[Stored dataset items]
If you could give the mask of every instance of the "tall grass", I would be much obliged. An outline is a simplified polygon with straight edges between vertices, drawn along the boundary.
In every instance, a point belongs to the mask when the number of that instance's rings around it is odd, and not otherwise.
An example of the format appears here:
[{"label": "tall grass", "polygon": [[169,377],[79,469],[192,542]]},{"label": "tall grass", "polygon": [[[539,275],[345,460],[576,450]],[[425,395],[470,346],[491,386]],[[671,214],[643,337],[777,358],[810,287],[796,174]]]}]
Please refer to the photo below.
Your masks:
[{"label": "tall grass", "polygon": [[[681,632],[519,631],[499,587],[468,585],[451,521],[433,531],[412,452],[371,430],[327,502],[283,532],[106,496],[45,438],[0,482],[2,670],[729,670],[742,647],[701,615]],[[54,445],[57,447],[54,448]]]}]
==
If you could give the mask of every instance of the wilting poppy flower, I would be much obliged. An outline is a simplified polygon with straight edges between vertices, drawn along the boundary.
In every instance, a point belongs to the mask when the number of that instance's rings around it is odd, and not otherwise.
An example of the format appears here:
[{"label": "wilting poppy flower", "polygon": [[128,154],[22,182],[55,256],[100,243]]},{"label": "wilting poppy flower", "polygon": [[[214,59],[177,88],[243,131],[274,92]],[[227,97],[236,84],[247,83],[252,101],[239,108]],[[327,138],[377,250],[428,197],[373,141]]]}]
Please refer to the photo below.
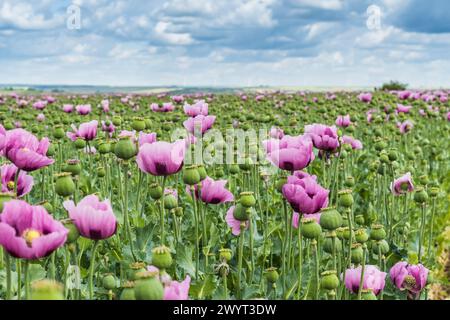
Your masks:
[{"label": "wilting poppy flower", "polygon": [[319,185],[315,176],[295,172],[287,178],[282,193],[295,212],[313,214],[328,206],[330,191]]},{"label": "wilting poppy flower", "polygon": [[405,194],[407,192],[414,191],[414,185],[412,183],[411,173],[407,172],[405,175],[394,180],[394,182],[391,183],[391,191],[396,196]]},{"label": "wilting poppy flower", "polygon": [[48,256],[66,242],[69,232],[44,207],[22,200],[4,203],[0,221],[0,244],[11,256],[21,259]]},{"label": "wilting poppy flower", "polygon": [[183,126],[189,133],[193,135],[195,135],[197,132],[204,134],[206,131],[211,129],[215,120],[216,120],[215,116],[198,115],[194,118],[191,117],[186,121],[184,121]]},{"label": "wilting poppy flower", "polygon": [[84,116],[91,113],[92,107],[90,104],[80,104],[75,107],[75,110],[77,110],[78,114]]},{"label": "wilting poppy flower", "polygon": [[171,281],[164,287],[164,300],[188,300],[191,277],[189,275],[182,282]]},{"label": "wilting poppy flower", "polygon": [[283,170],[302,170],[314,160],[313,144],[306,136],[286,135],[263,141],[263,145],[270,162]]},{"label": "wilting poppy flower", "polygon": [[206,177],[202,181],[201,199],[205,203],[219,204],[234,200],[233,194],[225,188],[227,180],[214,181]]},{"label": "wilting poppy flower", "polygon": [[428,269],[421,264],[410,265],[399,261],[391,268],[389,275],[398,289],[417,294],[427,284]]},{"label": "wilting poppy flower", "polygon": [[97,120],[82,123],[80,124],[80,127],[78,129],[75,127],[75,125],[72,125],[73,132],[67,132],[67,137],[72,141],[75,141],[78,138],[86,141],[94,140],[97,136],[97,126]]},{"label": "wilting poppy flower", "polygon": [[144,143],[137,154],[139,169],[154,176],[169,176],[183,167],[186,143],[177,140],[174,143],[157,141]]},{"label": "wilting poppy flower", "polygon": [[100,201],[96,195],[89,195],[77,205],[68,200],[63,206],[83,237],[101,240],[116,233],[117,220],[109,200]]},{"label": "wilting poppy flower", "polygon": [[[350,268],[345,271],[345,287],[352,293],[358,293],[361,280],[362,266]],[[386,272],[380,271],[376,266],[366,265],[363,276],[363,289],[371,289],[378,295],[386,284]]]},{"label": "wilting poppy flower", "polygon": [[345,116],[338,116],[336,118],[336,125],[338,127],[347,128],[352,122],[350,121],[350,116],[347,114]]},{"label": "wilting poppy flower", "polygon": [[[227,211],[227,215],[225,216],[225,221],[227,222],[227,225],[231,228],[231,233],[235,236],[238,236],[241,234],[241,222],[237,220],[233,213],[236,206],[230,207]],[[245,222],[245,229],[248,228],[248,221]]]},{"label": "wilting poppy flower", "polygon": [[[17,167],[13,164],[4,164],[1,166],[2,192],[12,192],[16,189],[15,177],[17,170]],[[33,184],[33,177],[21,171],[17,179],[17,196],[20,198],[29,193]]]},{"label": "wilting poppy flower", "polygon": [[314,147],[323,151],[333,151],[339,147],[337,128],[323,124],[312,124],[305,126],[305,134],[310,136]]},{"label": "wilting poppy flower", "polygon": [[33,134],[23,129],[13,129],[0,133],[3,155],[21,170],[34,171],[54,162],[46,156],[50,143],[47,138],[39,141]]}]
* * *
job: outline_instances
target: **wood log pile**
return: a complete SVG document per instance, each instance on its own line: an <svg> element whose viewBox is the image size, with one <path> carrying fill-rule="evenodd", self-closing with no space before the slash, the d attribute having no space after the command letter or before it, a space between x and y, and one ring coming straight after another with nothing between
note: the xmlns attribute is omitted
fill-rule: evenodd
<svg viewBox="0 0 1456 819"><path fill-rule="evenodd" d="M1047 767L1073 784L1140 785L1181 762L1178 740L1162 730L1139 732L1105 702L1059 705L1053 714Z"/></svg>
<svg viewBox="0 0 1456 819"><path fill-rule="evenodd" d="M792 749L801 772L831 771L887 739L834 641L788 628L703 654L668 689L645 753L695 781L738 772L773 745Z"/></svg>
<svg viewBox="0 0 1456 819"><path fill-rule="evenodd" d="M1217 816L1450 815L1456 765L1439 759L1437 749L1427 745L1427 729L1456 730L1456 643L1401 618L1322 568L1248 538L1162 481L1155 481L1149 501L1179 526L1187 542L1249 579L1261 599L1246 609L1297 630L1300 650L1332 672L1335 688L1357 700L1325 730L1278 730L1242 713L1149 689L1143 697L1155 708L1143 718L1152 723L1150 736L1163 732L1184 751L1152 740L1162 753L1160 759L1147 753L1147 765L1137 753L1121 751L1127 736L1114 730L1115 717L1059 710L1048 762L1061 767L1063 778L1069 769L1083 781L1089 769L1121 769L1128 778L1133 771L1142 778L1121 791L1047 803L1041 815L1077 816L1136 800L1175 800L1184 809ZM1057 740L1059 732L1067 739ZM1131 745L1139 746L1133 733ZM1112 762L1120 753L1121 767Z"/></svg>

**PROBLEM DETAILS**
Copy out the rows verbatim, beginning at the line containing "job: outline_instances" and continuing through the line containing "749L801 772L831 771L887".

**ANSWER FOR THE TASK**
job: outline_instances
target: **wood log pile**
return: a complete SVG document per instance, each instance on its own line: an <svg> element whose viewBox is the image size, with one <path> carrying fill-rule="evenodd", self-closing with no space before the slash, the d attribute having no space after the command letter or before it, a space between x and y, and one ring coming straight after another with nothing between
note: the xmlns attribute is omitted
fill-rule: evenodd
<svg viewBox="0 0 1456 819"><path fill-rule="evenodd" d="M1047 767L1073 784L1140 785L1181 762L1178 740L1162 730L1139 732L1105 702L1059 705L1053 714Z"/></svg>
<svg viewBox="0 0 1456 819"><path fill-rule="evenodd" d="M792 749L801 772L831 771L887 739L834 641L788 628L703 654L668 689L645 753L695 781L738 772L773 745Z"/></svg>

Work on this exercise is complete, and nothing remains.